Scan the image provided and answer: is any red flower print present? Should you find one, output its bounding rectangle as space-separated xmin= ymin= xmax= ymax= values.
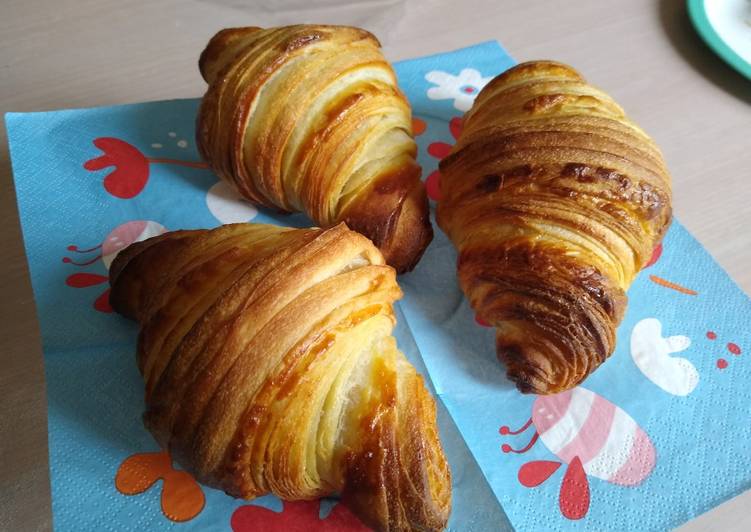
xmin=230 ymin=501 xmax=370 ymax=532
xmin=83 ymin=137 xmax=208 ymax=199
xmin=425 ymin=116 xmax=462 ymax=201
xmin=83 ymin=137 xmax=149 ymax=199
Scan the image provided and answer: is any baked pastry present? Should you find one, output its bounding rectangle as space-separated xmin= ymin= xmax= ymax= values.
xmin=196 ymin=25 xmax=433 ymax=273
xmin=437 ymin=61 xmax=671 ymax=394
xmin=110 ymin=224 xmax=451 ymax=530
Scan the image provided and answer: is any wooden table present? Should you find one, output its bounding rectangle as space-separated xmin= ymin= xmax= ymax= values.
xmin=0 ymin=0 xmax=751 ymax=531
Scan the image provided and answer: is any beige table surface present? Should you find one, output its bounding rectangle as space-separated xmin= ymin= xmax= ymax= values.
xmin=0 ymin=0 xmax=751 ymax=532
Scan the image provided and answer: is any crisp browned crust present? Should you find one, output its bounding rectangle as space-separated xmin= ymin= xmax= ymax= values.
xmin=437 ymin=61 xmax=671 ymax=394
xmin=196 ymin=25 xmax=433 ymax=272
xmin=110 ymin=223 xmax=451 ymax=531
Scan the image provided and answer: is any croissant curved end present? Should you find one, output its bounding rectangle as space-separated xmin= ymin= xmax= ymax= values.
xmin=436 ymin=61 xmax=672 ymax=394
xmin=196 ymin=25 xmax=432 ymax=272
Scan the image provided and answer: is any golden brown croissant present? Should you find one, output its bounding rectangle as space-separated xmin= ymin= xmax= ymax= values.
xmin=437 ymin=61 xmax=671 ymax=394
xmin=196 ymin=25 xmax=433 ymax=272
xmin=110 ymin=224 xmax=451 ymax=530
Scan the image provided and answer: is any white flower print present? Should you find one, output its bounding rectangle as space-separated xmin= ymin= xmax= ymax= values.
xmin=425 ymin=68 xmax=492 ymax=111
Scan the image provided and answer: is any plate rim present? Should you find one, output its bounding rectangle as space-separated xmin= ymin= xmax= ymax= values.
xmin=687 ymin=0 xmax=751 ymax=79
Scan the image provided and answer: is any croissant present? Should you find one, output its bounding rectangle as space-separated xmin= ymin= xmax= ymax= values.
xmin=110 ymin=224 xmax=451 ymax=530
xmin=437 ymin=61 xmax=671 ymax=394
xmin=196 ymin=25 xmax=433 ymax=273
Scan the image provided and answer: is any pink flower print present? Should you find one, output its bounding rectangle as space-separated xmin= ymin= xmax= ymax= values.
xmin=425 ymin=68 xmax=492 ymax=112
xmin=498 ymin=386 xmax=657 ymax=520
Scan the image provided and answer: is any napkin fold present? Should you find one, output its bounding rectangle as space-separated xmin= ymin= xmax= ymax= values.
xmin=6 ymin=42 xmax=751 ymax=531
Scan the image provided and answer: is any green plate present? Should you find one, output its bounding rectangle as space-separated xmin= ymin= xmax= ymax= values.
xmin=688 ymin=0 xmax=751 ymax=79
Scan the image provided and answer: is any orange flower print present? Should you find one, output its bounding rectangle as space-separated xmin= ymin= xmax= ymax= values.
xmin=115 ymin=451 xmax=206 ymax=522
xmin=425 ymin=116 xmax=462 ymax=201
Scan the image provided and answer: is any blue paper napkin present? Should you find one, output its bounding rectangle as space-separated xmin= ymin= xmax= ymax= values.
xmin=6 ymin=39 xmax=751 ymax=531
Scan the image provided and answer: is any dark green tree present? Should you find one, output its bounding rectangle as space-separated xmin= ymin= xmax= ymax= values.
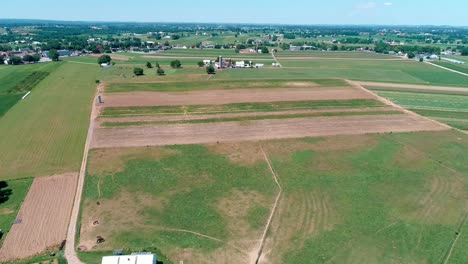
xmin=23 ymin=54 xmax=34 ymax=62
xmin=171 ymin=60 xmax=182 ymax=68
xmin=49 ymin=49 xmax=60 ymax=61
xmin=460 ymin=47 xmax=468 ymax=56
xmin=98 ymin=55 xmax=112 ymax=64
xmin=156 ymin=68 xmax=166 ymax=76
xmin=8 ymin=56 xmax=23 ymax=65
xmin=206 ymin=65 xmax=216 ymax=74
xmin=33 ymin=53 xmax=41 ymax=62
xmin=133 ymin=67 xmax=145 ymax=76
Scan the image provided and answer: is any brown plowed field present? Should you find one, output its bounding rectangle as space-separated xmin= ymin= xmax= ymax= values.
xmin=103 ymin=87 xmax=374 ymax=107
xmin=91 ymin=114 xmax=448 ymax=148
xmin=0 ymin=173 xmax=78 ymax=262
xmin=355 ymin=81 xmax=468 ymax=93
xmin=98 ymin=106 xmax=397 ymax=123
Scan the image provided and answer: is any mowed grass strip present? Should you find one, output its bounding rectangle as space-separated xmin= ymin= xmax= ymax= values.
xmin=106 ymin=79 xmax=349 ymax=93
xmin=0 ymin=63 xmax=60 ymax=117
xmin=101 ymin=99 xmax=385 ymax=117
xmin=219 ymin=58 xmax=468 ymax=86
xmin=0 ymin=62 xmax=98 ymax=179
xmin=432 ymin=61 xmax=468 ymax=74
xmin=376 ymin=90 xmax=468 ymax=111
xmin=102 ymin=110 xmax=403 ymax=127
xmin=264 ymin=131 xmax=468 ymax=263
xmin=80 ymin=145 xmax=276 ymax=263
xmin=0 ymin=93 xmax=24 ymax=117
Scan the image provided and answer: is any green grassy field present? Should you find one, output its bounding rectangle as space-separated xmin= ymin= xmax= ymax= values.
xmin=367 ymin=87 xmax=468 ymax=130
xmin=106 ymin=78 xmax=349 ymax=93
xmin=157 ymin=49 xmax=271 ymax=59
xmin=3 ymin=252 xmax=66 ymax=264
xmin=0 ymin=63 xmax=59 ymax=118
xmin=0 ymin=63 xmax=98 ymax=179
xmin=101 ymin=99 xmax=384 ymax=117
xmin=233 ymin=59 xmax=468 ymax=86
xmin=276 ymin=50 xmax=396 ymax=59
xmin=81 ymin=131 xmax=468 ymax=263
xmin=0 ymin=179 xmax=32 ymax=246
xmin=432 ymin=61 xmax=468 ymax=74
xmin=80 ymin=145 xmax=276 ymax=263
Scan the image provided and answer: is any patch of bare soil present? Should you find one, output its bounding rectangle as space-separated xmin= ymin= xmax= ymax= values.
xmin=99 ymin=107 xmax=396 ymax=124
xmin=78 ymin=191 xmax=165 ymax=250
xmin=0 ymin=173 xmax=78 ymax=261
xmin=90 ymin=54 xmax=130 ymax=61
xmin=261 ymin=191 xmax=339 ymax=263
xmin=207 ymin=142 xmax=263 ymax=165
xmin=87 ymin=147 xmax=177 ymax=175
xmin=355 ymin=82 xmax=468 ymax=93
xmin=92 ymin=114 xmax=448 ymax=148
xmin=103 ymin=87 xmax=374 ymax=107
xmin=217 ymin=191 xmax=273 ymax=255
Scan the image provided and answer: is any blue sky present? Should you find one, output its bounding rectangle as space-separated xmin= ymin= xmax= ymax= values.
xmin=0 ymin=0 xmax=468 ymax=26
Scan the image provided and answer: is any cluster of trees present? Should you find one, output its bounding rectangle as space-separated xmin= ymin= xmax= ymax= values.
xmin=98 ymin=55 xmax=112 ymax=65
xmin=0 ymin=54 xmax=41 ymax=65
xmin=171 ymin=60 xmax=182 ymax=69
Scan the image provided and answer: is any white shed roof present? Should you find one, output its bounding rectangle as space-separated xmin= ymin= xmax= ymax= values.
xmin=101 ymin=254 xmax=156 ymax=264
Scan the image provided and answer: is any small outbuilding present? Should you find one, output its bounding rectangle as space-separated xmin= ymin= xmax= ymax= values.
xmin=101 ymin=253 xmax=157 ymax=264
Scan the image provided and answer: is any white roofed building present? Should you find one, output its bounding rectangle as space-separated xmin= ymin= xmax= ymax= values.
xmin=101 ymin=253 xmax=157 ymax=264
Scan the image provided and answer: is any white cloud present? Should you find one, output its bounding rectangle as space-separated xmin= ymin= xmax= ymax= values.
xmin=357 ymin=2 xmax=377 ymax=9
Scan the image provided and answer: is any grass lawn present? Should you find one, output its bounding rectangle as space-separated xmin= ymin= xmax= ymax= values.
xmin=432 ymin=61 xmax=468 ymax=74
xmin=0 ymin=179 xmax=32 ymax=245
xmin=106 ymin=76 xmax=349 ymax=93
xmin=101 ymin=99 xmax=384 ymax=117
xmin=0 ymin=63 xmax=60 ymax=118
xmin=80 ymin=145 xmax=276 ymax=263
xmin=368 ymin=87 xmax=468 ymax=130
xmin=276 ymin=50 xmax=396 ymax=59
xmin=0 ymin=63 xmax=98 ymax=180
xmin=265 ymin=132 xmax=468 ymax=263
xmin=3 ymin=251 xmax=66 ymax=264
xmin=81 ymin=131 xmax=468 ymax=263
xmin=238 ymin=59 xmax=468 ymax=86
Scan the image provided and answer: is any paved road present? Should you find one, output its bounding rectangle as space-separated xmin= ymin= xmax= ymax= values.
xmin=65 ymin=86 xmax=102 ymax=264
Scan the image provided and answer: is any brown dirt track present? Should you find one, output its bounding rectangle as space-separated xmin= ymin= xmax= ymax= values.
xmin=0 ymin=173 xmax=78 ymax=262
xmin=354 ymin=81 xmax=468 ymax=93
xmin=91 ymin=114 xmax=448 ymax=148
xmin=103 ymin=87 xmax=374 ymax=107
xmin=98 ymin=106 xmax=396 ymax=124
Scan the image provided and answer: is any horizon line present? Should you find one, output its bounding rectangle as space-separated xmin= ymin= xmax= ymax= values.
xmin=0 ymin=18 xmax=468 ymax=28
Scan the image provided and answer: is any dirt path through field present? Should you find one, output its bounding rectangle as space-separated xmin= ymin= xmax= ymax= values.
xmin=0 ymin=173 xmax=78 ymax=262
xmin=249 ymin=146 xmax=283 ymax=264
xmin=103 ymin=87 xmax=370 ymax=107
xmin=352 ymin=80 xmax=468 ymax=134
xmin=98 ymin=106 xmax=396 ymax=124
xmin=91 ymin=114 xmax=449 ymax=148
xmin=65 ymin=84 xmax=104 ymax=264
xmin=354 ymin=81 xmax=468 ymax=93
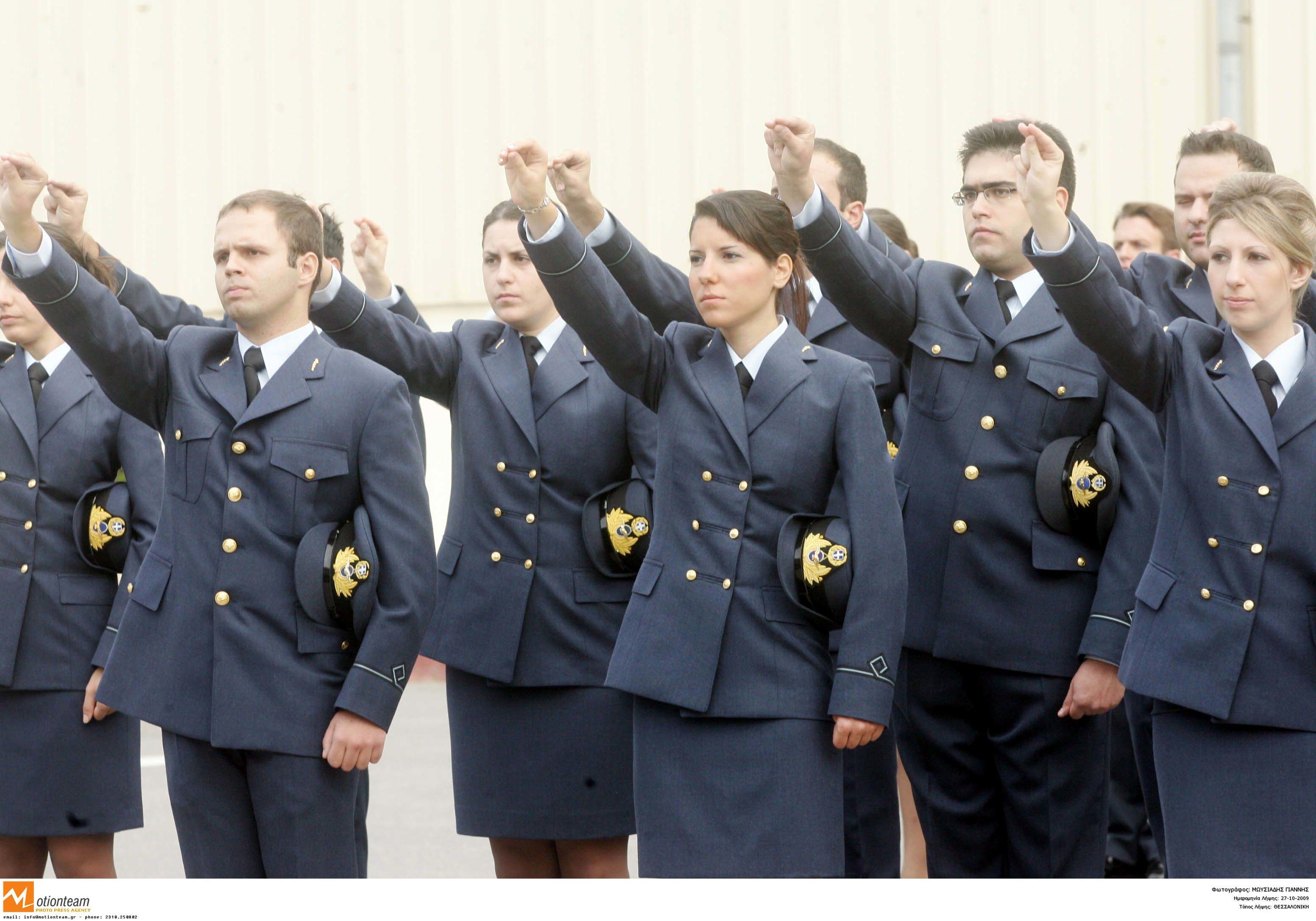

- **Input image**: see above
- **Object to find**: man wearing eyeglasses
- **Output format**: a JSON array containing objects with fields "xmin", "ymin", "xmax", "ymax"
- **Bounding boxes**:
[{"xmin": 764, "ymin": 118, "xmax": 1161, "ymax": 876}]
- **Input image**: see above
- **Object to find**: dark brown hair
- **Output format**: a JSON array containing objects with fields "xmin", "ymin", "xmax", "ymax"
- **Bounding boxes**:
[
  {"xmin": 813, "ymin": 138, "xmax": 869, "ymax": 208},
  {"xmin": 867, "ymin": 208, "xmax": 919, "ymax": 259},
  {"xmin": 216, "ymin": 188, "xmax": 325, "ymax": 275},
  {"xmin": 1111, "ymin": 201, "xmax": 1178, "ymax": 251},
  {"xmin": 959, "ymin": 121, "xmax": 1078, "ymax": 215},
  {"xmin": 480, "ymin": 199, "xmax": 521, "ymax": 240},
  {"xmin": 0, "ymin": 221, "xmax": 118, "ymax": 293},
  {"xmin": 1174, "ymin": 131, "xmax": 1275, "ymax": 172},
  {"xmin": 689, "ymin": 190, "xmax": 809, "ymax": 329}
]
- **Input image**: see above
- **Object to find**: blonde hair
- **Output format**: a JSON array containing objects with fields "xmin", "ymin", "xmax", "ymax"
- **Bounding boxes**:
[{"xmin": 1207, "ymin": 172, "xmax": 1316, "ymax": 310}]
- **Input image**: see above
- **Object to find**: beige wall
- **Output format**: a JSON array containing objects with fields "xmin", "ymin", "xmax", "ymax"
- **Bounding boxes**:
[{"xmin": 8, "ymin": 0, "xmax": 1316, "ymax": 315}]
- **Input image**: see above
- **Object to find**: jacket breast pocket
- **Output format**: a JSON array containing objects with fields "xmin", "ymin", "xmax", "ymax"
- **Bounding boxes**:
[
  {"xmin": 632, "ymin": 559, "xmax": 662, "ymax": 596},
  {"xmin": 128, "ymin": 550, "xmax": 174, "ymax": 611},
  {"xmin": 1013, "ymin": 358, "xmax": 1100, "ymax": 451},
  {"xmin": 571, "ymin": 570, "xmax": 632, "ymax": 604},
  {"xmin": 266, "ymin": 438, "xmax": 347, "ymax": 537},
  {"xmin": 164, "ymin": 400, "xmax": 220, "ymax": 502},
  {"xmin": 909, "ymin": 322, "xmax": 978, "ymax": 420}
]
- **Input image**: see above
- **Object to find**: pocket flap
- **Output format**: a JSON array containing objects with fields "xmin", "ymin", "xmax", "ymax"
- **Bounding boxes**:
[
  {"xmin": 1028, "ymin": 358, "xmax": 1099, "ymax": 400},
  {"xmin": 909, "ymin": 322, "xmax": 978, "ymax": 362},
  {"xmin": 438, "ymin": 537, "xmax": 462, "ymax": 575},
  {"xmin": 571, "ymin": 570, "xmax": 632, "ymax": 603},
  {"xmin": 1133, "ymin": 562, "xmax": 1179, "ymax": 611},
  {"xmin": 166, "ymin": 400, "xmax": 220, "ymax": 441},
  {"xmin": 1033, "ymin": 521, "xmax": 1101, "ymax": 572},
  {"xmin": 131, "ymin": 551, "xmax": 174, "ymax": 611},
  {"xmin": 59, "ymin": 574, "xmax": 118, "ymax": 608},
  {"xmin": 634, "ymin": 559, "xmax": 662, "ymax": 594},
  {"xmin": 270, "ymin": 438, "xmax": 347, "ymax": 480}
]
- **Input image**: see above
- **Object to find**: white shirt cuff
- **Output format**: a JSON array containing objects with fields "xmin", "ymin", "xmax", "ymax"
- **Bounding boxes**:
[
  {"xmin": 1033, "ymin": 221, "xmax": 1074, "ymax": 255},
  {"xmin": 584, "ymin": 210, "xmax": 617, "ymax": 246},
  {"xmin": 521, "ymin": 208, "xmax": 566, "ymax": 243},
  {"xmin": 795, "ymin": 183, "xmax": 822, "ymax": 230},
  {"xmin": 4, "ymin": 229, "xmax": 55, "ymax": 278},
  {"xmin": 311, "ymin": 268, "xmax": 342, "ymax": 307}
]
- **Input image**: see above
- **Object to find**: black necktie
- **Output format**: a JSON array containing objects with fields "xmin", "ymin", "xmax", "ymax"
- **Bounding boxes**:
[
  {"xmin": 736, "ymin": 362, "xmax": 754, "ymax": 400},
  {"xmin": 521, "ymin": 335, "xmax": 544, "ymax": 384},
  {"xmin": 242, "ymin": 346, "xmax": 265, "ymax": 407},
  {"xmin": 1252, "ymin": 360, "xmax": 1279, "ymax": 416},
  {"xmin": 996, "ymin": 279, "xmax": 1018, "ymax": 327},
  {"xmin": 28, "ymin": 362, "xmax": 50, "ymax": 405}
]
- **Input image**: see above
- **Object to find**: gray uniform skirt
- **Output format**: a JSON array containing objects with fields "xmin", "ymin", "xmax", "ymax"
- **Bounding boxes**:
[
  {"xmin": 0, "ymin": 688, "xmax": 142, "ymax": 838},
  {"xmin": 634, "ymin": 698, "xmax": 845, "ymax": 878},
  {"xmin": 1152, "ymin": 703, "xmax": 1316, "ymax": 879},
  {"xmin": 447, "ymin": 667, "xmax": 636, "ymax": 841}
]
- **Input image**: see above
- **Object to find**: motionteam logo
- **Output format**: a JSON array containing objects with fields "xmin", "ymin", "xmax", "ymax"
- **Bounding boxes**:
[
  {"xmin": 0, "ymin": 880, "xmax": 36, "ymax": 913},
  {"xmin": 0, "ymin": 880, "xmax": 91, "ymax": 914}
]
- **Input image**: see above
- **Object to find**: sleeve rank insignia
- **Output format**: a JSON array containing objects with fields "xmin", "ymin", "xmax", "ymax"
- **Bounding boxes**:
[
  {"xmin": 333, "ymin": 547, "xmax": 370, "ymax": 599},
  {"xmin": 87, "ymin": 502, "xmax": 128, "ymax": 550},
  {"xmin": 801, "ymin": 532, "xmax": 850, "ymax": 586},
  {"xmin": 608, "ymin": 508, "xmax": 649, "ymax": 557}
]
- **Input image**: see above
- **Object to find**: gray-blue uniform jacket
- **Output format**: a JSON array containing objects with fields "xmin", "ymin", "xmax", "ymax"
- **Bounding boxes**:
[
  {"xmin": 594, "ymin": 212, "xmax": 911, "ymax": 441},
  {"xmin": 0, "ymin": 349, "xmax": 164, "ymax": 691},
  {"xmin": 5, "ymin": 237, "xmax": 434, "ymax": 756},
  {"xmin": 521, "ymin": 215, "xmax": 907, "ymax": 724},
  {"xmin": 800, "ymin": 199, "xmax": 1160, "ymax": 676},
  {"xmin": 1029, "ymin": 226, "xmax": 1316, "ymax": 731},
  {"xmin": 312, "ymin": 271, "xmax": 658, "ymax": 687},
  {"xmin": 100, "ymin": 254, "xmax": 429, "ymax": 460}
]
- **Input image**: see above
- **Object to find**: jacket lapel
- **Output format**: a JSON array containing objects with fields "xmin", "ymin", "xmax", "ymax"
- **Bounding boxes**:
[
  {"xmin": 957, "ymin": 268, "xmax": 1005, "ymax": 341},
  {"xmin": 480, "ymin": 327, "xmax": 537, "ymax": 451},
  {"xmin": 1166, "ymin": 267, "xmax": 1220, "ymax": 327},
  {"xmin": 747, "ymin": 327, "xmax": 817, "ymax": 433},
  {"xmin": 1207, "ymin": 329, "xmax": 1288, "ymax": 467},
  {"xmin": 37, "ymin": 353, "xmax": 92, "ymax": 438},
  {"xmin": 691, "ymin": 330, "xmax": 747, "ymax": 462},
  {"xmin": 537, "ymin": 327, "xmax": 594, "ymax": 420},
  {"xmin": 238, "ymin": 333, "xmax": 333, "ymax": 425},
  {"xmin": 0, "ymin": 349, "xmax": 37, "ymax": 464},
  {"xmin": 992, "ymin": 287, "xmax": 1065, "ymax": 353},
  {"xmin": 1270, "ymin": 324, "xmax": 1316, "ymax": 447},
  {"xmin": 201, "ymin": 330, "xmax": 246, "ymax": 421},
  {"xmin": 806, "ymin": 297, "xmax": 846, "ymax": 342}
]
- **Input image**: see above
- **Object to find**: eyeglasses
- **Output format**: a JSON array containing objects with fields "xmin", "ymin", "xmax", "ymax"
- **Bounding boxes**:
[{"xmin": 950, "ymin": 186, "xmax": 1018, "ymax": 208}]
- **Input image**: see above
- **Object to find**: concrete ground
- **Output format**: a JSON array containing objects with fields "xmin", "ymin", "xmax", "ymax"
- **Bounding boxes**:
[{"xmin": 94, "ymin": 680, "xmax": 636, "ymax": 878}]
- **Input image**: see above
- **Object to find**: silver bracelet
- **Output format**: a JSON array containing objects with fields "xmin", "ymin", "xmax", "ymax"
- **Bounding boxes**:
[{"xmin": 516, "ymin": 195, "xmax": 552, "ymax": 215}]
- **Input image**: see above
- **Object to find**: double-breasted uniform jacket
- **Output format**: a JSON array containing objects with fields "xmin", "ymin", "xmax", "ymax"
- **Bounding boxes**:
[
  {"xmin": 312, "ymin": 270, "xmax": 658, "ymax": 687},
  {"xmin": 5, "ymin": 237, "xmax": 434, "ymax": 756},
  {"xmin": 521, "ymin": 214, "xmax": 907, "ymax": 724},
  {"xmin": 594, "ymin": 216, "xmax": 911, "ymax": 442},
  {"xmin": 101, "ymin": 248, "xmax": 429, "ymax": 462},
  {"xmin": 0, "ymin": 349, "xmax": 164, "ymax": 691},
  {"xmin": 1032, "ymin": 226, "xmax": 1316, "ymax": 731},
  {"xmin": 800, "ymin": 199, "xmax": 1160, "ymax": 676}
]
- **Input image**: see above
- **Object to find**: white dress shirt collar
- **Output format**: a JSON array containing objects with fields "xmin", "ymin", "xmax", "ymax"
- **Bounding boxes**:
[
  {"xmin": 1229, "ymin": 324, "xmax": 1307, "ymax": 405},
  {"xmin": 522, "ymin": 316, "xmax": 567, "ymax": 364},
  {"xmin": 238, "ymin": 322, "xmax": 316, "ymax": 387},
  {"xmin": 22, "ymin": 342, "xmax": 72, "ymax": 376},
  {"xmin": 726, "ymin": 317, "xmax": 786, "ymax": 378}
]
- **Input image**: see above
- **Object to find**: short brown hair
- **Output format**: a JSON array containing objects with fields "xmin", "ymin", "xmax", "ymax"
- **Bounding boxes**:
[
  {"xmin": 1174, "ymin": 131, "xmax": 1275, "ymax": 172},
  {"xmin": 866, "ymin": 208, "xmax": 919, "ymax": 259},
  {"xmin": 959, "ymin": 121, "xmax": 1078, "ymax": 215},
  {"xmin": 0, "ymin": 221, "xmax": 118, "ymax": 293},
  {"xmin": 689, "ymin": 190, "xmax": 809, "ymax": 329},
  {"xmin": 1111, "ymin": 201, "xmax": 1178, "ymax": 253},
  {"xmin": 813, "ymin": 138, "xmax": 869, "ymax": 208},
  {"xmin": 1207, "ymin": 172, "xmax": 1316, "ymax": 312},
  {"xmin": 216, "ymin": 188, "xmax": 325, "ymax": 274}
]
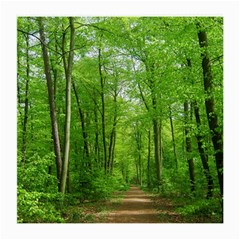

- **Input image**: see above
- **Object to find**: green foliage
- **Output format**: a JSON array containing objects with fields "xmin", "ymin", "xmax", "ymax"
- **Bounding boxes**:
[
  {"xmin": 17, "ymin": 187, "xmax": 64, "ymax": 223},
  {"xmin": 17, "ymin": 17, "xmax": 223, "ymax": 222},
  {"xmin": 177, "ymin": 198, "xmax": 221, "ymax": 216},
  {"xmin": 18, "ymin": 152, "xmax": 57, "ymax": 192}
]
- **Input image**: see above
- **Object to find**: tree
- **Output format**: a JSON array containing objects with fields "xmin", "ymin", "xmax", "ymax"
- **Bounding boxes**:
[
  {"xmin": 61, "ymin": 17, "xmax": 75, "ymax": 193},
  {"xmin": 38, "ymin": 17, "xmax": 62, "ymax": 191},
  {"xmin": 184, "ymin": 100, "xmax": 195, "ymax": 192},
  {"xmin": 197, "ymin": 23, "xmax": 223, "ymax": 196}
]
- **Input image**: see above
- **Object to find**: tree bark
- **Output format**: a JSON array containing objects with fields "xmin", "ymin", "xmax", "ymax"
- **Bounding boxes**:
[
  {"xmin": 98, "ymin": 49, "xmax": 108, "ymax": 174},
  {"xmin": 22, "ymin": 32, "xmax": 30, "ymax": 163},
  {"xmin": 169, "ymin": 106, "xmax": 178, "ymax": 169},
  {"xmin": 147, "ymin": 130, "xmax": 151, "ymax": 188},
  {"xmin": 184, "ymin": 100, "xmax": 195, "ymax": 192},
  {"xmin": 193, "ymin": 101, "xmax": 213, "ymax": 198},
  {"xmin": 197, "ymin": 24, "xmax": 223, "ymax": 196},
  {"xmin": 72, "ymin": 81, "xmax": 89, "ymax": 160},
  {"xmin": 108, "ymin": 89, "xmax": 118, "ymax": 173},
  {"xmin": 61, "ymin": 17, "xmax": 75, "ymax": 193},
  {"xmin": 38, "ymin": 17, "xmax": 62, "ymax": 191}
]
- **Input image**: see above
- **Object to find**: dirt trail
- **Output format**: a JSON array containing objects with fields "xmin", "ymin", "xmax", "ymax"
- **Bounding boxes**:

+++++

Report each line of the items above that contains the word "pocket", treating uppercase and lowercase as different.

- **Object to find**: jacket breast pocket
- **Object to find**: pocket flap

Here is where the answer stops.